• **PASSAGE**

Proposal: "Variable registry" and "Data type configurator"

[codemanyak]

Structorizer tolerates (or accepts) certain kinds of type declaration in e. g. assignment instructions but doesn't actually make much use of them. Some code generators even try to transform detected implicit type associations into the target language, including some heuristic type name translations.

I'm thinking about an additional feature for Structorizer (for a later release) allowing to display and configure the parameters and local variables found in a diagram in combination with static type associations. It might look like this (first rough sketch):

Next to the variable name there would be static information about its type - either as parsed from the soubroutine header / the introducing instruction and thus not editable here or as entered in this very table field and hence editable - then the number of modifying elements (e. g. input or assignment instructions or FOR loop headers) and the number of elements merely referencing its value. Possibly there might be further columns, e.g. to indicate conflicting re-declarations of parameters or other variables.

Possible interactive functions:

• The name field might be editable, a name change here would refactor the variable name troughout the diagram, where name collisions could be tested before. The colour of the name field would allow to distinguish among subroutine parameters and local variables, where parameters would always stay at the top of the table.
• A click on the "Name" column header might sort the parameter names and the remaining variable names, each ones within their group, lexicographically upwards or downwards.
• The "Type" field might be edited if the type isn't derived from an element. The colour of the type description (or its background) might indicate editability. Clicking on a non-editable type field should select the element specifying the displayed type (usually an assignment), double-clicking should open it in the editor.
• The count fields (number of modifying elements and number of referencing elements) might be associated with a pull-down list presenting the respective elements by rows, each consisting of the element type symbol and the beginning of its first text line (similar to collapsed elements in the figure below but just using one single line each). Clicking an element row could select the element in the diagram, double-clicking should open its editor. Clicking on the count field itself might temporarily highlight all associated elements in the diagram in a specific colour.
• A click on the header of one of the columns "Modifications" or "Reference" might try to sort the table rows (variables) by the y coordinate of the elements of their first occurrance in the diagram (i.e. the y coordinate of the elements top border). This is a non-trivial and ambiguous order relation, of course, and not necessarily intuitive.
• The "Array" column is a desperate approach to indicate whether a variable was subject to indexed assignments or if there is an array declaration, e.g. in the parameter list. This is a weak point, because often we can only guess. Arrays may be passed through a subroutine completely undetected. All the more, a difficulty would be to keep track of nested data structures (i.e. arrays, as these are the only actually supported data structures by now). The alternative approach to provide verbal type specifications like "array of real" is also lacking functionality inasmuch as there might be an obvious indexed assignment but no clue what kind of elements are assigned. So which part of the type specification array of ? should now be editable? And how?

• **SET PROBLEM 1**
Copy the records below line for line, with no changes.

• **EXERCISE INPUTS**
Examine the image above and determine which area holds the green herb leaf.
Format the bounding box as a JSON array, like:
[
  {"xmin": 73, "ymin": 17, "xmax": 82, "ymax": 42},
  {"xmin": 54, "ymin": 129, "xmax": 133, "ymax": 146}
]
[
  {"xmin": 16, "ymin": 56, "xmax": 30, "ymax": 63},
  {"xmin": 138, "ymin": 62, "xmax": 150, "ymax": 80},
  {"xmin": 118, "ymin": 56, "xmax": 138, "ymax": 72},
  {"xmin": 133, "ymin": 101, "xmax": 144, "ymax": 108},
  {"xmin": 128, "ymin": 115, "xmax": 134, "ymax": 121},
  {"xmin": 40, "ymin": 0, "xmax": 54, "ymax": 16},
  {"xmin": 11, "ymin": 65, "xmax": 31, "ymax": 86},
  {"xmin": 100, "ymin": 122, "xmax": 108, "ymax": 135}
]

• **SET PROBLEM 2**
Continue the Structorizer variable registry proposal above, picking up right after its final sentence.

• **OUTPUT 1**
Examine the image above and determine which area holds the green herb leaf.
Format the bounding box as a JSON array, like:
[
  {"xmin": 73, "ymin": 17, "xmax": 82, "ymax": 42},
  {"xmin": 54, "ymin": 129, "xmax": 133, "ymax": 146}
]
[
  {"xmin": 16, "ymin": 56, "xmax": 30, "ymax": 63},
  {"xmin": 138, "ymin": 62, "xmax": 150, "ymax": 80},
  {"xmin": 118, "ymin": 56, "xmax": 138, "ymax": 72},
  {"xmin": 133, "ymin": 101, "xmax": 144, "ymax": 108},
  {"xmin": 128, "ymin": 115, "xmax": 134, "ymax": 121},
  {"xmin": 40, "ymin": 0, "xmax": 54, "ymax": 16},
  {"xmin": 11, "ymin": 65, "xmax": 31, "ymax": 86},
  {"xmin": 100, "ymin": 122, "xmax": 108, "ymax": 135}
]

• **OUTPUT 2**
The type information configured in this table would have to be permanently mapped to the variable names by the Root element. It should then be used to generate declaration areas for those target languages using them on code export. Conversely, the Pascal import should no longer ignore the variable declaration but fill the variable map, such that it can be displayed and continued after he import. If the Executor should react to discrepancies between a statically associated type and drastically differing type on execution might be up to configuration. There might also be a new Diagarm display mode letting the Root element show the information of the first two or three columns as a variable declaration list below its name or header, preferrably in Pascal syntax, i. e. <var_name>: <type_specification>

So, well, these are just my thoughts, open for discussion.

[codemanyak]

A challenge would also be to synchronise the table on editing the diagram under the aspect of the undo/redo mechanism, particularly on removing elements holding the last reference to a variable for which there is manually added type information. Another risk is that all this extra functionality tends to slow down the Structorizer significantly.

[codemanyak]

As in many languages (like C or Pascal), arrays are expected to be dimensioned with a size or index range, a simple checkbox in the Array column will certainly be too poor. Maybe, a positive integer (size i.e. number of elements) or a range (like 1 .. 15) might have to be specified to form an array type with fixed size, also to reflect some parsed array specifications, thus addressing #113 as well. On the other hand, the Executor rather works with dynamically growing arrays, which requires some flexible collection type or template like Vector in Java, C++ etc. on implementation / code export. The type specifications here are rather relevant for code export than for Executor, of course, but if the algorithm itself relies on dynamically growing arrays then a code export assuming fixed-size array would hardly result in somethimg sensible. Hence, a useful design of this "variable configurator" is anything but trivial and needs a clear definition of the requirements to be met.

[codemanyak]

Well, this GUI idea has neither been fixed nor discarded entirely. The part of the issue that had indeed been implemented was an internal type tracking. A solution for #800 is assumed to make the type tracking more powerful and to become a better basis for some graphical data structuring aid as proposed here. So I reopen it.

[codemanyak]

It will make more sense to provide some kind of data type construction tool (type definition assistent), where a type may be formed as record (struct) of components of already registered types, as array over an existing type, as enumeration type, as type alias, or as reference (pointer) type via choice lists, thus deriving the syntactic representation of a type definition from an assisted GUI composition. This might also be used for declaring variables with (basic, user-defined, or anonymous ad-hoc structured) types.

[codemanyak]

Interestingly, the slightly context-sensitive auto-complete mechanism implemented for #1066 has brought us a little closer to the aim of this issue, though on a totally different way:

But it is not of course a game changer or would make this issue redundant. The auto-complete assist only offers the available names (type names where they are expected and variable names else) and doesn't give any visual interpretation or introspection.

Just a remark.